Meestal konden op woensdagmorgen de
eerste stammen naar buiten gehaald worden
om de kammen van de stam te snijden. Je
mocht niet te dicht in de kam snijden, want
dan vielen de bananen los en uitkijken dat je
de bananen niet beschadigde met je mes.
De stammen werden bij dat snijden op­
gehangen aan een balk, zodat de snijders,
bovenaan beginnend, de kammen konden
afsnijden. Binnen handbereik stond een
tafel, bedekt met doek en schuimrubber.
Aan de andere kant van die tafel verpakten
collega’s de bananen in houten kisten op
een bodem van houtwol en bekleed met
blauwe vellen papier. Deze kisten hadden
ongeveer de breedte van de grootste kam en
er werd altijd begonnen met de grootste kam
(spiegelen heette dat) tot de kist vol was,
die werd dan afgewogen op 10 kilo. Als
laatste ging de houten deksel erop en dan op
transport naar de winkelier of de groothan­
delsmarkt op het Noordplein.

- **TE VERRICHTEN OPDRACHTEN**
1 – Beantwoord aan de hand van de leestekst:
(a) Op welk moment van de week konden de eerste stammen meestal naar buiten worden gehaald?
(b) Waarmee was de tafel binnen handbereik bedekt?
(c) Op welk gewicht werd een volle kist afgewogen?
2 – Geef het gedeelte van de leestekst van "De stammen werden" tot en met "doek en schuimrubber." woordelijk weer.
Het overzicht hierna is hierbij niet van belang.

Gegevens over het plaatsen van punten:
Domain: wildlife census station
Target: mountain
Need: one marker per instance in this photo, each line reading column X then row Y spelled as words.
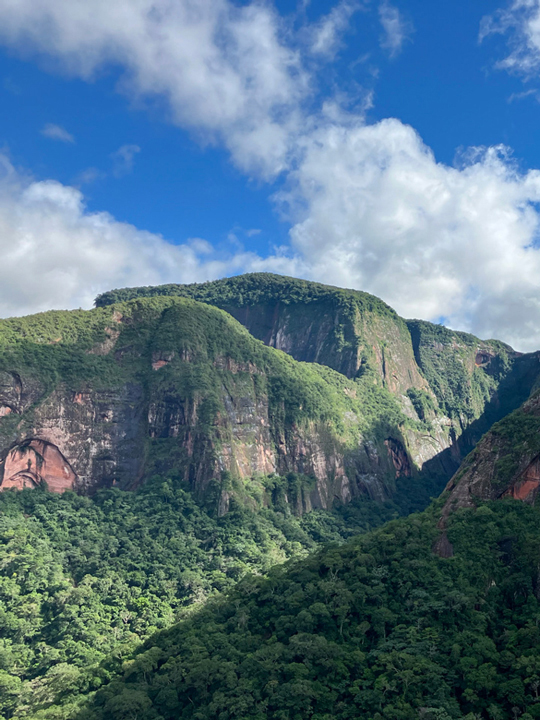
column 158, row 449
column 116, row 395
column 381, row 627
column 164, row 383
column 455, row 383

- **UITGEWERKTE OPDRACHTEN**
1 –
(a) Meestal op woensdagmorgen.
(b) Met doek en schuimrubber.
(c) Op 10 kilo.

2 –
De stammen werden bij dat snijden op­
gehangen aan een balk, zodat de snijders,
bovenaan beginnend, de kammen konden
afsnijden. Binnen handbereik stond een
tafel, bedekt met doek en schuimrubber.